● **Directions for this task**:
Your answer should be the complete data, copied exactly.

● **Information**:
%%

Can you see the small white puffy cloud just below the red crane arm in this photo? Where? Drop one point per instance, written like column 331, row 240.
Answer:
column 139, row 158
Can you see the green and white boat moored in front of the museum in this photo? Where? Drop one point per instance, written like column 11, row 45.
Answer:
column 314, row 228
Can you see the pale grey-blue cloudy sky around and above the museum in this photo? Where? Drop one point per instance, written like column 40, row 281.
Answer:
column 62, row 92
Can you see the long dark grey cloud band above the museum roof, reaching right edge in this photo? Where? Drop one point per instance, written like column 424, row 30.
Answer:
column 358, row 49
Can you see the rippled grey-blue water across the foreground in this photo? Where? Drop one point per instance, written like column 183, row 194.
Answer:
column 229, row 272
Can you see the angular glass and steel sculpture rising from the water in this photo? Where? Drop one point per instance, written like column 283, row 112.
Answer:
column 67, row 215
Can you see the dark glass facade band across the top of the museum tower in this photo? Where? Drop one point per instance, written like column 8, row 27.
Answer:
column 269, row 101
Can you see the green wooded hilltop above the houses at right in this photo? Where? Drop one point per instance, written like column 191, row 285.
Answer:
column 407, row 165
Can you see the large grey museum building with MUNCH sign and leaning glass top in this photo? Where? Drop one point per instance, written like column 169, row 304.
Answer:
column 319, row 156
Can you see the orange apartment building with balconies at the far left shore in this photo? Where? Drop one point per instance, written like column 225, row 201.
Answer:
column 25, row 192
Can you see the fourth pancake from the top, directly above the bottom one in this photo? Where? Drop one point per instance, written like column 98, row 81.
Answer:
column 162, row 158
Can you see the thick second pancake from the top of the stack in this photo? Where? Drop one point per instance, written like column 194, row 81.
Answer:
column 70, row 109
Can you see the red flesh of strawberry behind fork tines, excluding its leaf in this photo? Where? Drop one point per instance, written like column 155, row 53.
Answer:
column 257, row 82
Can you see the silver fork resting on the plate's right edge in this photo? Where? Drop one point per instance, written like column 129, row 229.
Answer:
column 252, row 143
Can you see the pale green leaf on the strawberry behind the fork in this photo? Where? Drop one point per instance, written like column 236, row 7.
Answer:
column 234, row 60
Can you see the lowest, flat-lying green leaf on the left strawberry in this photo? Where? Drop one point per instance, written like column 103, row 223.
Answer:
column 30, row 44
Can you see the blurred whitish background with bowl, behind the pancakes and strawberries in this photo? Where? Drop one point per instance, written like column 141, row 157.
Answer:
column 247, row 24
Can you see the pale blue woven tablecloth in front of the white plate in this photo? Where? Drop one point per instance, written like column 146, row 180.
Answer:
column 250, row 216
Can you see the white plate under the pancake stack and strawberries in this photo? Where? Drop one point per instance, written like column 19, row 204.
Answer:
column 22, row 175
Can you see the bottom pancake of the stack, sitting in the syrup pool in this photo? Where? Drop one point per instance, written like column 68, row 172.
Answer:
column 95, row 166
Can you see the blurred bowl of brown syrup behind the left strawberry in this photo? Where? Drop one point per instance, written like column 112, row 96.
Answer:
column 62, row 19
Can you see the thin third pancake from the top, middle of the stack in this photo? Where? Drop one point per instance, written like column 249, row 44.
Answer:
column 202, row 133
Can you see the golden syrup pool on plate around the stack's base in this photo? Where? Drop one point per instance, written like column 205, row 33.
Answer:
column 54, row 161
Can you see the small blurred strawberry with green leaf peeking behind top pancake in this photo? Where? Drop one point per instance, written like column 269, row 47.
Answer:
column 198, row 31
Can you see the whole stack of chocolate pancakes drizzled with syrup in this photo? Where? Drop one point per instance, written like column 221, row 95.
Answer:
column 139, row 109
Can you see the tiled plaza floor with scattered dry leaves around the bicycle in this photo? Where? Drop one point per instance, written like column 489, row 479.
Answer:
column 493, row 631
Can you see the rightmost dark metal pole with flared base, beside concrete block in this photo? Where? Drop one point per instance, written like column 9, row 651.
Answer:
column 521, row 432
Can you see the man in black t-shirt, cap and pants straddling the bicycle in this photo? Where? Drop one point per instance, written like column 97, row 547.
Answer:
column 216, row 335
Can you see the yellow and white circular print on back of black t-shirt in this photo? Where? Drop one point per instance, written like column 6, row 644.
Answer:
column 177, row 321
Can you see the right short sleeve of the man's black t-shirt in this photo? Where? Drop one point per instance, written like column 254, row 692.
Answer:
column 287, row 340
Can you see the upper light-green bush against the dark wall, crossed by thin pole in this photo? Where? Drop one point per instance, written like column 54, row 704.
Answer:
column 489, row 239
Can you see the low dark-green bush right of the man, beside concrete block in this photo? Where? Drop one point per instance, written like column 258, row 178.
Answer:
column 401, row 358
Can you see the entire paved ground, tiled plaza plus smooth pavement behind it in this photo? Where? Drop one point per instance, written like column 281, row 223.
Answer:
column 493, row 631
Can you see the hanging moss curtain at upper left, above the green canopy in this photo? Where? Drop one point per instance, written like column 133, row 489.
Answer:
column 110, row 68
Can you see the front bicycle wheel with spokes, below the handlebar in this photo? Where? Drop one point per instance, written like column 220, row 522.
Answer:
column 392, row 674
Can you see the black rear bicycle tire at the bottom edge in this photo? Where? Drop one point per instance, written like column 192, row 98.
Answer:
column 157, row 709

%%

● **Solution for this task**:
Can you see the small white puffy cloud just below the red crane arm in this photo? Where? Drop one point per instance, written like column 331, row 240.
Answer:
column 139, row 158
Can you see the green and white boat moored in front of the museum in this photo? Where? Drop one point per instance, written like column 11, row 45.
Answer:
column 314, row 228
Can you see the pale grey-blue cloudy sky around and above the museum in this photo? Where? Drop one point per instance, written like column 40, row 281.
Answer:
column 62, row 92
Can you see the long dark grey cloud band above the museum roof, reaching right edge in this photo? Where? Drop one point per instance, written like column 424, row 30.
Answer:
column 358, row 49
Can you see the rippled grey-blue water across the foreground in this photo? Where? Drop one point per instance, written like column 183, row 194.
Answer:
column 229, row 272
Can you see the angular glass and steel sculpture rising from the water in this photo? Where? Drop one point per instance, written like column 283, row 112.
Answer:
column 67, row 215
Can you see the dark glass facade band across the top of the museum tower in this photo? Where? Drop one point per instance, written like column 8, row 27.
Answer:
column 269, row 101
Can you see the green wooded hilltop above the houses at right in this photo? Where? Drop one point per instance, written like column 191, row 285.
Answer:
column 407, row 165
Can you see the large grey museum building with MUNCH sign and leaning glass top in this photo? Where? Drop one point per instance, written like column 169, row 304.
Answer:
column 319, row 156
Can you see the orange apartment building with balconies at the far left shore in this photo? Where? Drop one point per instance, written like column 225, row 201.
Answer:
column 25, row 192
Can you see the fourth pancake from the top, directly above the bottom one in this photo? Where? Drop one point per instance, written like column 98, row 81.
Answer:
column 162, row 158
Can you see the thick second pancake from the top of the stack in this photo? Where? Drop one point per instance, written like column 194, row 81.
Answer:
column 70, row 109
Can you see the red flesh of strawberry behind fork tines, excluding its leaf in this photo? Where? Drop one point per instance, written like column 155, row 53.
Answer:
column 257, row 82
Can you see the silver fork resting on the plate's right edge in this photo? Where? Drop one point per instance, written like column 129, row 229.
Answer:
column 252, row 143
Can you see the pale green leaf on the strawberry behind the fork in this photo? Where? Drop one point per instance, written like column 236, row 7.
Answer:
column 234, row 60
Can you see the lowest, flat-lying green leaf on the left strawberry in this photo? Where? Drop one point per instance, written like column 103, row 223.
Answer:
column 30, row 44
Can you see the blurred whitish background with bowl, behind the pancakes and strawberries in this photo? Where? Drop one point per instance, written like column 141, row 157.
Answer:
column 247, row 24
Can you see the pale blue woven tablecloth in front of the white plate in this photo? Where? Drop one point per instance, written like column 146, row 180.
Answer:
column 250, row 216
Can you see the white plate under the pancake stack and strawberries in this photo? Where? Drop one point per instance, written like column 19, row 204.
Answer:
column 22, row 175
Can you see the bottom pancake of the stack, sitting in the syrup pool in this photo? Where? Drop one point per instance, written like column 68, row 172.
Answer:
column 95, row 166
Can you see the blurred bowl of brown syrup behind the left strawberry in this photo? Where? Drop one point per instance, written like column 112, row 96.
Answer:
column 62, row 19
Can you see the thin third pancake from the top, middle of the stack in this photo? Where? Drop one point per instance, written like column 249, row 44.
Answer:
column 202, row 133
Can you see the golden syrup pool on plate around the stack's base in this photo? Where? Drop one point per instance, written like column 205, row 33.
Answer:
column 54, row 161
Can you see the small blurred strawberry with green leaf peeking behind top pancake in this photo? Where? Drop one point per instance, written like column 269, row 47.
Answer:
column 198, row 31
Can you see the whole stack of chocolate pancakes drizzled with syrup in this photo? Where? Drop one point per instance, written like column 221, row 95.
Answer:
column 139, row 109
Can you see the tiled plaza floor with scattered dry leaves around the bicycle in this photo? Where? Drop one point per instance, written like column 489, row 479.
Answer:
column 493, row 631
Can you see the rightmost dark metal pole with flared base, beside concrete block in this photo? Where? Drop one point per instance, written like column 9, row 651.
Answer:
column 521, row 432
Can you see the man in black t-shirt, cap and pants straddling the bicycle in this photo? Where? Drop one point per instance, written like column 97, row 547.
Answer:
column 216, row 335
Can you see the yellow and white circular print on back of black t-shirt in this photo? Where? Drop one point per instance, written like column 6, row 644.
Answer:
column 177, row 321
Can you see the right short sleeve of the man's black t-shirt in this photo? Where? Drop one point per instance, written like column 254, row 692.
Answer:
column 287, row 340
Can you see the upper light-green bush against the dark wall, crossed by thin pole in this photo? Where? Drop one point per instance, written like column 54, row 704.
Answer:
column 489, row 239
Can you see the low dark-green bush right of the man, beside concrete block in this photo? Where? Drop one point per instance, written like column 258, row 178.
Answer:
column 401, row 358
Can you see the entire paved ground, tiled plaza plus smooth pavement behind it in this photo? Where? Drop one point per instance, written like column 281, row 223.
Answer:
column 493, row 631
Can you see the hanging moss curtain at upper left, above the green canopy in this photo? Where? Drop one point per instance, written like column 133, row 489.
Answer:
column 110, row 68
Can you see the front bicycle wheel with spokes, below the handlebar in this photo? Where? Drop one point per instance, written like column 220, row 522.
Answer:
column 392, row 674
Can you see the black rear bicycle tire at the bottom edge in this photo? Where? Drop one point per instance, written like column 192, row 98.
Answer:
column 157, row 709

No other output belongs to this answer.